[About this task]
Please repeat each line below exactly, with no images in the copy.

───── Working data ─────

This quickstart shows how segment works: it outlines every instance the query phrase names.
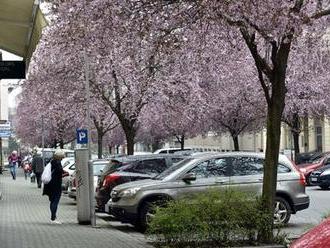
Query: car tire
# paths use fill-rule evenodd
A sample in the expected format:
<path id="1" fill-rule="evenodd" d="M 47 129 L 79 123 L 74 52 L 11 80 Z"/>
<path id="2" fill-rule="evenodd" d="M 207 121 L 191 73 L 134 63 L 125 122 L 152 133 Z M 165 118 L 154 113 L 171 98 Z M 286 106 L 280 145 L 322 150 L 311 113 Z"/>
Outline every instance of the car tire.
<path id="1" fill-rule="evenodd" d="M 156 201 L 144 202 L 140 208 L 139 216 L 134 223 L 135 228 L 140 232 L 145 232 L 148 228 L 148 223 L 150 222 L 150 215 L 154 213 Z"/>
<path id="2" fill-rule="evenodd" d="M 320 188 L 325 190 L 325 189 L 329 188 L 329 185 L 328 184 L 322 184 L 322 185 L 320 185 Z"/>
<path id="3" fill-rule="evenodd" d="M 274 224 L 287 224 L 291 217 L 290 204 L 282 197 L 275 197 Z"/>

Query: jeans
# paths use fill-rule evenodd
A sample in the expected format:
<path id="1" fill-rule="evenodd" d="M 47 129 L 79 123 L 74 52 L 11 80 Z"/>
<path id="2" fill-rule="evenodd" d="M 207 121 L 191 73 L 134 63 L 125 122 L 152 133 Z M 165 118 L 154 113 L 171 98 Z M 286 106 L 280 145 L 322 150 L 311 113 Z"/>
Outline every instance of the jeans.
<path id="1" fill-rule="evenodd" d="M 16 164 L 10 165 L 10 174 L 12 175 L 14 180 L 16 180 L 16 169 L 17 169 Z"/>
<path id="2" fill-rule="evenodd" d="M 51 213 L 51 220 L 56 219 L 56 212 L 57 212 L 57 206 L 58 203 L 60 202 L 61 199 L 61 191 L 59 192 L 54 192 L 52 195 L 49 197 L 50 200 L 50 213 Z"/>

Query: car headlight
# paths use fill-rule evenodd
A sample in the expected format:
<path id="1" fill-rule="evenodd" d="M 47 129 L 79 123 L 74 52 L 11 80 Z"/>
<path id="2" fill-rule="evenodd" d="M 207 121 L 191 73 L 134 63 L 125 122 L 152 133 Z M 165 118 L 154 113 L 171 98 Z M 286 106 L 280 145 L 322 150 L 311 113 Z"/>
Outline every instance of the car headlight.
<path id="1" fill-rule="evenodd" d="M 305 168 L 300 168 L 300 171 L 301 171 L 302 173 L 305 173 L 307 170 L 306 170 Z"/>
<path id="2" fill-rule="evenodd" d="M 330 170 L 325 170 L 321 173 L 321 176 L 327 176 L 330 175 Z"/>
<path id="3" fill-rule="evenodd" d="M 126 189 L 126 190 L 120 192 L 118 196 L 121 198 L 134 197 L 139 190 L 140 190 L 140 188 Z"/>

─────

[Answer for this exercise]
This quickstart shows how segment works: it outlines every instance the query phrase names.
Query: car tire
# paths use fill-rule evenodd
A sample in the expected format:
<path id="1" fill-rule="evenodd" d="M 47 129 L 79 123 L 74 52 L 11 80 Z"/>
<path id="2" fill-rule="evenodd" d="M 207 121 L 191 73 L 134 63 L 125 122 L 152 133 Z M 165 118 L 154 113 L 171 98 Z M 286 106 L 280 145 L 322 150 L 311 113 Z"/>
Outline every instance of the car tire.
<path id="1" fill-rule="evenodd" d="M 156 201 L 144 202 L 140 208 L 139 216 L 134 223 L 135 228 L 140 232 L 145 232 L 148 228 L 148 223 L 150 222 L 150 215 L 154 213 Z"/>
<path id="2" fill-rule="evenodd" d="M 320 188 L 325 190 L 325 189 L 329 188 L 329 185 L 328 184 L 322 184 L 322 185 L 320 185 Z"/>
<path id="3" fill-rule="evenodd" d="M 274 224 L 287 224 L 291 217 L 290 204 L 282 197 L 275 197 Z"/>

Query: jeans
# paths use fill-rule evenodd
A sample in the expected format:
<path id="1" fill-rule="evenodd" d="M 47 129 L 79 123 L 74 52 L 11 80 Z"/>
<path id="2" fill-rule="evenodd" d="M 207 121 L 191 73 L 134 63 L 125 122 L 152 133 Z M 165 118 L 154 113 L 171 98 Z M 286 106 L 280 145 L 322 150 L 311 113 Z"/>
Outline every instance of the jeans.
<path id="1" fill-rule="evenodd" d="M 16 164 L 10 165 L 10 174 L 12 175 L 14 180 L 16 180 L 16 169 L 17 169 Z"/>
<path id="2" fill-rule="evenodd" d="M 51 213 L 51 220 L 56 219 L 56 212 L 57 212 L 57 206 L 58 203 L 60 202 L 61 199 L 61 191 L 59 192 L 54 192 L 52 195 L 49 197 L 50 200 L 50 213 Z"/>

Query: car headlight
# paths use fill-rule evenodd
A sample in the expected format:
<path id="1" fill-rule="evenodd" d="M 47 129 L 79 123 L 74 52 L 11 80 Z"/>
<path id="2" fill-rule="evenodd" d="M 207 121 L 191 73 L 134 63 L 125 122 L 152 133 Z M 165 118 L 154 113 L 171 98 Z M 286 106 L 280 145 L 322 150 L 311 113 Z"/>
Outline every instance of the car headlight.
<path id="1" fill-rule="evenodd" d="M 305 168 L 300 168 L 300 171 L 301 171 L 302 173 L 305 173 L 307 170 L 306 170 Z"/>
<path id="2" fill-rule="evenodd" d="M 330 170 L 325 170 L 321 173 L 321 176 L 327 176 L 330 175 Z"/>
<path id="3" fill-rule="evenodd" d="M 126 189 L 126 190 L 120 192 L 118 196 L 121 198 L 134 197 L 139 190 L 140 190 L 140 188 Z"/>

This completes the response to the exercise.